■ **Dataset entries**
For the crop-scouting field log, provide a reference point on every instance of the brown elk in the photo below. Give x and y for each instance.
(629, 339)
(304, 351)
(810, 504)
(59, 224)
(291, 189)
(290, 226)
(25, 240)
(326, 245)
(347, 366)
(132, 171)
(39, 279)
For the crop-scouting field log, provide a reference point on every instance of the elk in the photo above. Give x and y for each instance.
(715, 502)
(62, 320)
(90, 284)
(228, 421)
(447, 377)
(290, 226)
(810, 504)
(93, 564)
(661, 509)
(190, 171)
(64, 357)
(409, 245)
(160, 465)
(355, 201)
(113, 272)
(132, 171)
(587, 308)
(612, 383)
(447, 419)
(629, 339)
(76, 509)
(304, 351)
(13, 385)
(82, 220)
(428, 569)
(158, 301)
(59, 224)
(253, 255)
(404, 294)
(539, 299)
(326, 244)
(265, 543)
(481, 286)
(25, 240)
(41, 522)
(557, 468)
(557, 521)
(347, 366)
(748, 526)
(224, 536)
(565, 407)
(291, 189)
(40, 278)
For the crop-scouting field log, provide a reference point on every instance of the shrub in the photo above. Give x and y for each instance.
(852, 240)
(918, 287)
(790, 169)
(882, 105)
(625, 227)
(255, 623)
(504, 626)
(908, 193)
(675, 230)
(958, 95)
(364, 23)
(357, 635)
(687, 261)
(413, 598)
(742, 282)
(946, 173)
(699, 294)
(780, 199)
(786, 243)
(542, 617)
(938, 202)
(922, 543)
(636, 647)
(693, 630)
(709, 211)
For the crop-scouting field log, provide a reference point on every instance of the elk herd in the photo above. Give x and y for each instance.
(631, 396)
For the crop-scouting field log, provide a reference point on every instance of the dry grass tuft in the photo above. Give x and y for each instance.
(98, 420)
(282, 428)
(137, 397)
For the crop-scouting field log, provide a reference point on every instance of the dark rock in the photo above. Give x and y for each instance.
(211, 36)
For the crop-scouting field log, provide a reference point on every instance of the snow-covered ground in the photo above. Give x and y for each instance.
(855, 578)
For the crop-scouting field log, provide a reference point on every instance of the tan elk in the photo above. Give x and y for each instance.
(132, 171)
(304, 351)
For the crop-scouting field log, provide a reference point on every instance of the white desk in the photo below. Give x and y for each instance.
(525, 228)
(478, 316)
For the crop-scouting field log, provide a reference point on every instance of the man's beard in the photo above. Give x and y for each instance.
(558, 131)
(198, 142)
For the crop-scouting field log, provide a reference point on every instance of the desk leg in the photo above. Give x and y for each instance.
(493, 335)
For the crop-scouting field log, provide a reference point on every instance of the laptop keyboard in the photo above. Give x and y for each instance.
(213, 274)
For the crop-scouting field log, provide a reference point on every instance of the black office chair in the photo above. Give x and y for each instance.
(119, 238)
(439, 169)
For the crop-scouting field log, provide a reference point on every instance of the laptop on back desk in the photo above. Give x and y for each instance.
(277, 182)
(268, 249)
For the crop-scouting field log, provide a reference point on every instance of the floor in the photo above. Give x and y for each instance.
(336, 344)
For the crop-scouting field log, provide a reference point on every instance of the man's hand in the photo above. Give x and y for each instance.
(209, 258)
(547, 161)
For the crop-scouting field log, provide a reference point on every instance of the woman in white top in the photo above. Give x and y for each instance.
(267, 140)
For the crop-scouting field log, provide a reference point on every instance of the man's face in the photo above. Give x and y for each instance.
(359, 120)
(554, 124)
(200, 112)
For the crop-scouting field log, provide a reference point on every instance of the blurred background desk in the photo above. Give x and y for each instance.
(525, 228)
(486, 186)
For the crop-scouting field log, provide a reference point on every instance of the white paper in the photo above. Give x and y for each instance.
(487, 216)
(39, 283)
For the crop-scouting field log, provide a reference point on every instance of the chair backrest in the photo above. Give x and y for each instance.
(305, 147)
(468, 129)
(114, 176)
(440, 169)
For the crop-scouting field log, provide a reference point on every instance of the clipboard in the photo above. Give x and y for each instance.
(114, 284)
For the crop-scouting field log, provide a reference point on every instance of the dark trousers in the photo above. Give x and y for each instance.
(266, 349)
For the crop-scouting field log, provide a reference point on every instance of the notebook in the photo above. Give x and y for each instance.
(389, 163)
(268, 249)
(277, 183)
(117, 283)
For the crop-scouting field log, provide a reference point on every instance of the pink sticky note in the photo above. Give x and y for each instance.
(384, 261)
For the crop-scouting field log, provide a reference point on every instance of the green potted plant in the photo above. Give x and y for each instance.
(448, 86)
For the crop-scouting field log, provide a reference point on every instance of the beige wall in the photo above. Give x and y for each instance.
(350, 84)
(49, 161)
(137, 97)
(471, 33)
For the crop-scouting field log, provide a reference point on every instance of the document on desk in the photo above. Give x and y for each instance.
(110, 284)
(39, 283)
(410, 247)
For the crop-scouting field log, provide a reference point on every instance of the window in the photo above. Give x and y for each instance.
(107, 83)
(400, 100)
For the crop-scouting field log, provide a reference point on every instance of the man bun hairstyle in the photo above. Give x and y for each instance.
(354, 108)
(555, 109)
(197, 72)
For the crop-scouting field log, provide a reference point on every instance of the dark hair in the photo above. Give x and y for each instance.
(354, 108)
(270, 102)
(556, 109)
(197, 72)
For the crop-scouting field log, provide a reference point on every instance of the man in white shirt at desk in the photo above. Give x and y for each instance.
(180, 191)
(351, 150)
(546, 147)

■ **Problem to work on**
Retype each record in full, please.

■ **Exercise solution**
For the crop-scouting field log, provide a reference point on every instance of the brown elk in the photo below. Give x and y for each instance.
(629, 339)
(304, 351)
(810, 504)
(59, 224)
(291, 189)
(290, 226)
(25, 240)
(326, 245)
(347, 366)
(132, 171)
(39, 279)
For the crop-scouting field log, provide a reference point on every instance of the elk in the photo above. Give x and y for each instance.
(715, 502)
(62, 320)
(90, 284)
(228, 421)
(447, 377)
(290, 226)
(810, 504)
(93, 564)
(661, 509)
(190, 171)
(64, 357)
(409, 245)
(160, 465)
(355, 201)
(113, 272)
(132, 171)
(587, 308)
(612, 383)
(447, 419)
(629, 339)
(76, 509)
(304, 351)
(13, 385)
(82, 220)
(428, 569)
(158, 301)
(59, 224)
(253, 255)
(404, 294)
(539, 299)
(326, 244)
(265, 543)
(481, 286)
(25, 240)
(41, 522)
(557, 468)
(557, 521)
(347, 366)
(748, 526)
(224, 536)
(565, 407)
(291, 189)
(40, 278)
For the crop-scouting field log, provide a reference point on every instance of the shrub in the photo above. Give x and y for each instance.
(852, 240)
(918, 287)
(790, 169)
(882, 105)
(625, 227)
(255, 623)
(504, 626)
(908, 193)
(675, 230)
(958, 95)
(364, 23)
(357, 635)
(687, 261)
(413, 598)
(742, 282)
(946, 173)
(699, 294)
(780, 199)
(786, 243)
(542, 617)
(938, 202)
(922, 543)
(636, 647)
(693, 630)
(709, 211)
For the crop-scouting field log, provide a reference point on every instance of the elk herd in the photo above. Give x and y for each instance.
(631, 396)
For the crop-scouting field log, provide a reference point on every instance of the dry grass tuft in the photo above. Give x and y for each instance.
(98, 420)
(282, 428)
(137, 397)
For the crop-scouting field log, provide a reference point on every instance of the dark rock in the photo above. Give x and y for each instance.
(211, 36)
For the crop-scouting field log, provide a reference point on every instance of the snow-covered ground in the photo above. Give x and y for each instance.
(855, 578)
For the crop-scouting field log, provide a reference point on every instance of the tan elk in the photo above. Give x and y for each instance.
(132, 171)
(304, 351)
For the crop-scouting field log, provide a reference point on every instance of the white desk in the photo below. Give x and y for each instance.
(525, 228)
(478, 316)
For the crop-scouting field log, provide a reference point on every instance of the man's beard in the photo above. Give x and y for each instance.
(558, 131)
(198, 142)
For the crop-scouting field log, provide a reference point on every instance of the desk leg in the photo above. Give x and y for each instance.
(493, 335)
For the crop-scouting field log, provide a reference point on every instance of the laptop keyboard in the photo above. Give x and y for each instance.
(213, 274)
For the crop-scouting field log, provide a reference point on every instance of the black office chair in the photo above. Give x and y for each instance.
(119, 238)
(439, 169)
For the crop-scouting field log, provide a reference point on every instance of the laptop on back desk in the photo above. Give x and y for each instance.
(277, 182)
(268, 249)
For the crop-scouting field log, provide a reference point on every instance of the floor in the photo above. Give x and y for each instance.
(336, 344)
For the crop-scouting field log, provide a reference point on every instance of the man's hand in the photo above. Give x and y for each instance.
(209, 258)
(547, 161)
For the crop-scouting field log, provide a reference point on every instance of the woman in white top in the photo above. Give x and y for each instance.
(267, 140)
For the crop-scouting field log, provide a reference point on every instance of the man's face in the photo above. Give x and y for each instance.
(359, 120)
(554, 124)
(200, 112)
For the crop-scouting field log, provide a reference point on every instance of the blurred background desk in the photo above. Give x and y for each instance.
(525, 228)
(486, 186)
For the crop-scouting field log, provide a reference point on every instance of the white paper in the photo above. Give x and y for each instance.
(487, 216)
(39, 283)
For the crop-scouting field log, provide a reference point on every instance of the chair backrest in the photo above. Give x and y for each instance.
(305, 147)
(468, 129)
(114, 176)
(440, 169)
For the crop-scouting field log, provide a reference point on every instance of the clipboard in the photo above. Give x and y for each instance.
(114, 284)
For the crop-scouting field log, provide a reference point on every instance of the dark trousers in the photo above. Give x and y for each instance.
(266, 349)
For the crop-scouting field log, provide a reference point on every instance of the notebook in the photo above. Give x and y for each instance.
(389, 163)
(268, 249)
(277, 183)
(117, 283)
For the crop-scouting field log, provide a reference point on every instance of the pink sticky note in the photo above. Give x and y for each instance.
(384, 261)
For the crop-scouting field log, provide a reference point on every instance of the green potted plant in the photo above. Give x and y for each instance.
(448, 86)
For the crop-scouting field log, provide a reference point on every instance of the beige wall in the photo above. Give x and y for each instance.
(350, 84)
(49, 161)
(137, 97)
(471, 33)
For the crop-scouting field log, provide a reference point on every instance of the document on desk in the photo above. Give x and y for each instance.
(110, 284)
(39, 283)
(410, 247)
For the crop-scouting field log, provide a reference point on every instance of the window in the photo above. Give x and y for each instance.
(107, 83)
(400, 100)
For the crop-scouting field log, provide a reference point on every instance of the man bun hairstyle in the photo above. Give x and y for each instance.
(354, 108)
(555, 109)
(197, 72)
For the crop-scouting field log, provide a reference point on every instance of the dark hair in the photo above. Give x and y for each instance.
(354, 108)
(270, 102)
(556, 109)
(197, 72)
For the crop-scouting field log, provide a reference point on every instance of the man in white shirt at desk in the photo above. Give x and y for each instance.
(180, 191)
(351, 150)
(546, 147)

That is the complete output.